◆ What is being asked ◆
Can you transcribe every record below exactly as it appears?

Saved entries
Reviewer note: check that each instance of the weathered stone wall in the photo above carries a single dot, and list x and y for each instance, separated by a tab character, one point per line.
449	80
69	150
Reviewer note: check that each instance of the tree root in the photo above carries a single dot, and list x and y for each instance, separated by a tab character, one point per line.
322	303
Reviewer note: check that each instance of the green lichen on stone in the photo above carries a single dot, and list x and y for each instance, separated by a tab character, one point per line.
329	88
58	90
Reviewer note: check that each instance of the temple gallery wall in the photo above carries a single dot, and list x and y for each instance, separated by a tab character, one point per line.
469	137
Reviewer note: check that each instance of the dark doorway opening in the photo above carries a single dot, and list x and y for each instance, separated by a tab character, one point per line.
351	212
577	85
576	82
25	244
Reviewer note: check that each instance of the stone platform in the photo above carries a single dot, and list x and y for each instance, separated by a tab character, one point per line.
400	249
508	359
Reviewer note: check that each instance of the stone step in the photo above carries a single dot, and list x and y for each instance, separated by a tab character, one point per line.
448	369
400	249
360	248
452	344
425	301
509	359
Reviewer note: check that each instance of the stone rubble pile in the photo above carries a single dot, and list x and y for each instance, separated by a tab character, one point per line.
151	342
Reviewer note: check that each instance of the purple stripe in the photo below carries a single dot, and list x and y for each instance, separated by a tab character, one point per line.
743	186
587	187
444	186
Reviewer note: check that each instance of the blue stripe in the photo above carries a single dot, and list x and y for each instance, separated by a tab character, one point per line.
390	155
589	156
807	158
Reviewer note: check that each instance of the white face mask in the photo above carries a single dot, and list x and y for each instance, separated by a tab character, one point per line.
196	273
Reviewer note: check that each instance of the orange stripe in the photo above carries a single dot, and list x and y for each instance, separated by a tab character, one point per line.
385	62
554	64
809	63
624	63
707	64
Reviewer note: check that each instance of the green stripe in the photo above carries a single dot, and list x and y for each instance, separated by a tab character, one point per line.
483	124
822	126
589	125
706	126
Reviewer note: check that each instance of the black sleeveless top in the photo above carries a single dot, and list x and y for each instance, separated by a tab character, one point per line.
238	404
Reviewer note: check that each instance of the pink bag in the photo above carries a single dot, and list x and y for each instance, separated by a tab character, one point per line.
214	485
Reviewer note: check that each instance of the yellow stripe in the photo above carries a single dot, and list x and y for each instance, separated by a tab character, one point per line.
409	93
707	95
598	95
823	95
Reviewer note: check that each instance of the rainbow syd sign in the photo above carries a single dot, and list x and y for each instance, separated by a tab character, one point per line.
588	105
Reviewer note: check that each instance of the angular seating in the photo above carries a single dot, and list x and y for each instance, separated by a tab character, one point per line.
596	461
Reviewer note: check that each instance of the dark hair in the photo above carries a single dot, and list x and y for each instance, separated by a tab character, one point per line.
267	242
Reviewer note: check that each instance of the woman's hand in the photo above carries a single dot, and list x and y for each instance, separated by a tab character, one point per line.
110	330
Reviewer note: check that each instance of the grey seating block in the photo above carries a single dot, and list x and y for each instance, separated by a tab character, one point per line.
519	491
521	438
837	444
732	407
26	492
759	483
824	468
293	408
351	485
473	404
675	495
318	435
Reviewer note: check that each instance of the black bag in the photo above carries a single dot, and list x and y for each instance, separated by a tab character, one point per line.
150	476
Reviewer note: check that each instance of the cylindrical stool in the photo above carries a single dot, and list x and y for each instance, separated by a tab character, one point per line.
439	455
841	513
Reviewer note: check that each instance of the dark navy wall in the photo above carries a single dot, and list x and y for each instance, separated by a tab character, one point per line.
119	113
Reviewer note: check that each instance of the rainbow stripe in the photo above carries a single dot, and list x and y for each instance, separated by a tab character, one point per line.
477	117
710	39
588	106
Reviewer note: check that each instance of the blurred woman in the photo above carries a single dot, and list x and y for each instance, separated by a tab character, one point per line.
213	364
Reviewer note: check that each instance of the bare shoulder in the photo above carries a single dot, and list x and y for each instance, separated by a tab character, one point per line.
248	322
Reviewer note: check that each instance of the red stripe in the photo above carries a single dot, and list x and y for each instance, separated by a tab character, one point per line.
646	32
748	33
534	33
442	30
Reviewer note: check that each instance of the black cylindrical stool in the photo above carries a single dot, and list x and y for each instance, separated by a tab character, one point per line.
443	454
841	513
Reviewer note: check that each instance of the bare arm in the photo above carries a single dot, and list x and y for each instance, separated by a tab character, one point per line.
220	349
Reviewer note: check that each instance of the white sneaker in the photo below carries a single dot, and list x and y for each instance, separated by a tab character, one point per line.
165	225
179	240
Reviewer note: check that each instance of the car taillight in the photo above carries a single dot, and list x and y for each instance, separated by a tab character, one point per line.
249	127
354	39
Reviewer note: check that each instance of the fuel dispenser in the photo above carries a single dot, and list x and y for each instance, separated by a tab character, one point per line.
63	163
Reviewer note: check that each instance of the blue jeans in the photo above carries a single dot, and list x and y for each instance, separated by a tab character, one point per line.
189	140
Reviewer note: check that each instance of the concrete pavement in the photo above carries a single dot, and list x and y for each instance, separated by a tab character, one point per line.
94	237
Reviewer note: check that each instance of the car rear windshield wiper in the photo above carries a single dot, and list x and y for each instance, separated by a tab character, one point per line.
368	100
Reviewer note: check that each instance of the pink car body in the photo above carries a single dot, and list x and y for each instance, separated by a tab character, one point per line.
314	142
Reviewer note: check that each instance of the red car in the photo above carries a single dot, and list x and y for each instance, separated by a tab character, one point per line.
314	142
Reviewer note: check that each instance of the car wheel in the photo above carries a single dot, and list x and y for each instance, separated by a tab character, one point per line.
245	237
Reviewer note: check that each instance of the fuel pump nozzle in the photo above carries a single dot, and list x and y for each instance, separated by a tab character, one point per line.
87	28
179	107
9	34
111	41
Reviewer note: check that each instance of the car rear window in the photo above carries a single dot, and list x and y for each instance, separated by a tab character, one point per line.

◆ Output ◆
Reviewer note: check that each instance of the weathered stone wall in the photo above carries a single dot, and list x and y for each instance, separated by a tab character, one point per line.
449	80
69	150
Reviewer note: check that each instance of the tree root in the photo above carries a single dot, and list x and y for each instance, separated by a tab character, one point per line.
322	303
Reviewer note: check that each instance of the green lichen on stone in the photo above carries a single dot, and list x and y for each instance, separated by a tab character, one point per line.
329	88
58	90
Reviewer note: check that each instance of the temple gallery wall in the photo above carries a single dot, and list x and y for each instance, separated by a tab character, one point per line.
469	137
Reviewer note: check that each instance of the dark doorway opening in the photo above carries a single dot, and list x and y for each instance, separated by a tab character, one point per line.
351	212
577	85
576	82
25	244
Reviewer note: check that each instance of the stone platform in the photo above carries a single dot, and list x and y for each instance, separated by a tab character, one point per line.
400	249
508	359
Reviewer note: check that each instance of the stone step in the photo above carries a single dot, and list x and y for each instance, separated by a tab character, one point per line.
448	369
400	249
360	248
452	344
425	301
509	359
Reviewer note: check that each instance of the stone rubble pile in the photo above carries a single dot, and list x and y for each instance, separated by a tab character, one point per line.
151	342
Reviewer note: check that each instance of the purple stripe in the photo below carries a single dot, and list x and y for each instance, separated by a tab character, one point per line.
743	186
587	187
444	186
Reviewer note: check that each instance of the blue stripe in the photo above carries a single dot, and list x and y for each instance, separated by a tab character, one point per line.
390	155
589	156
807	158
Reviewer note: check that each instance of the white face mask in the photo above carries a single dot, and list x and y for each instance, separated by a tab character, one point per line.
196	273
Reviewer note: check that each instance of the orange stripe in the photo above carries a single dot, and list x and y for each instance, separated by a tab character, one point per line.
385	62
554	64
809	63
624	63
707	64
Reviewer note: check that each instance of the green stripe in the photo above carries a single dot, and list x and y for each instance, separated by a tab character, one point per line.
483	124
822	126
589	125
706	126
Reviewer note: check that each instance of the black sleeveless top in the photo above carries a single dot, and list x and y for each instance, separated by a tab character, one point per line.
238	404
Reviewer note: check that each instance of the pink bag in the photo above carries a single dot, and list x and y for each instance, separated by a tab character, one point per line.
214	485
Reviewer note: check that each instance of the yellow stripe in the photo above carries a single dot, and list x and y for each instance, separated by a tab character, one point per line.
409	93
707	95
598	95
823	95
Reviewer note: check that each instance of the rainbow syd sign in the photo above carries a single dot, and list x and y for each instance, separated by a tab character, one point per line.
588	105
Reviewer note: check that each instance of the angular seating in the photo above carries a single dot, and list x and y for each instance, separated by a tab character, one point per line.
596	461
Reviewer note: check that each instance of the dark hair in the photo above carries a single dot, and list x and y for each instance, separated by a tab character, one point per line.
267	242
Reviewer note: check that each instance of the woman's hand in the photo above carries a single dot, and list x and y for each instance, separated by a tab character, one point per line.
110	330
Reviewer note: check that each instance of the grey seating block in the photo above carries a single dot, and list x and y for each instance, separated by a tab character, one point per line.
519	491
521	438
837	444
732	407
26	492
759	483
824	468
293	408
351	485
473	404
675	495
318	435
Reviewer note: check that each instance of the black bag in the photo above carries a single dot, and list x and y for each instance, separated by a tab character, one point per line.
150	476
Reviewer note: check that each instance of the cylindrical stool in the photo above carries a single dot, and list x and y for each instance, separated by a tab character, one point per line.
439	455
841	513
Reviewer note: check that each instance of the dark navy wall in the photo above carries a single dot, and list x and y for each instance, separated by a tab character, one point per line.
119	113
Reviewer note: check that each instance of the rainbow stripe in the photo above carries a single dot, and list x and y for each instance, separated by a tab character, one point per line.
477	117
710	39
588	106
Reviewer note: check that each instance of the blurred woman in the photo above carries a single dot, and list x and y for each instance, separated by a tab character, one point per line.
213	364
Reviewer note: check that each instance of the bare shoulder in the photo above carries a single dot, and list x and y for each instance, separated by a tab character, one point per line.
248	322
Reviewer note: check that each instance of the red stripe in the photo above carries a single dot, and list x and y for each instance, separated by a tab character, one point per line.
646	32
748	33
534	33
442	30
Reviewer note: check that each instance of the black cylindrical stool in the photo above carries a single dot, and list x and y for each instance, separated by a tab character, one point per line.
443	454
841	513
Reviewer note: check that each instance of the bare arm in the photo above carries a single dot, and list x and y for each instance, separated by a tab character, one point per line.
220	349
Reviewer note: check that each instance of the white sneaker in the photo below carries a single dot, and list x and y for each instance, separated by a tab character, one point per line.
165	225
179	240
Reviewer note: check that each instance of the car taillight in the photo above carries a single dot, and list x and y for each instance, separated by a tab character, one point per line.
249	127
354	39
Reviewer note: check that each instance of the fuel dispenser in the photo above carries a single dot, and list x and y for each instance, separated by a tab character, one point per line.
63	163
Reviewer note: check that each instance of the blue jeans in the photo above carries a single dot, and list x and y for each instance, separated by a tab character, one point per line.
189	140
Reviewer note: check that each instance of the concrete pavement in the photo above carries a single dot, and list x and y for each instance, separated by a tab character, one point per line.
94	237
Reviewer note: check that each instance of the car rear windshield wiper in the photo above carries a single dot, and list x and y for each instance, separated by a tab character, one point per line.
368	100
Reviewer note: check that each instance of the pink car body in the photo above carries a single dot, and list x and y for each instance, separated by a tab character, one point per line.
314	142
Reviewer note: check that each instance of the red car in the photo above carries a single dot, and list x and y for each instance, separated by a tab character, one point per line.
314	142
Reviewer note: check that each instance of the car wheel in the photo above carries a single dot, and list x and y for each instance, separated by a tab character, one point per line.
245	237
Reviewer note: check that each instance of the fuel pump nozzle in the photo above carries a single dot, and list x and y for each instance, separated by a tab character, one point per line.
87	28
179	107
9	34
111	41
Reviewer note: check that each instance of the car rear window in the photo above carries a single dot, and list x and y for each instance, separated by a tab character, one point per line.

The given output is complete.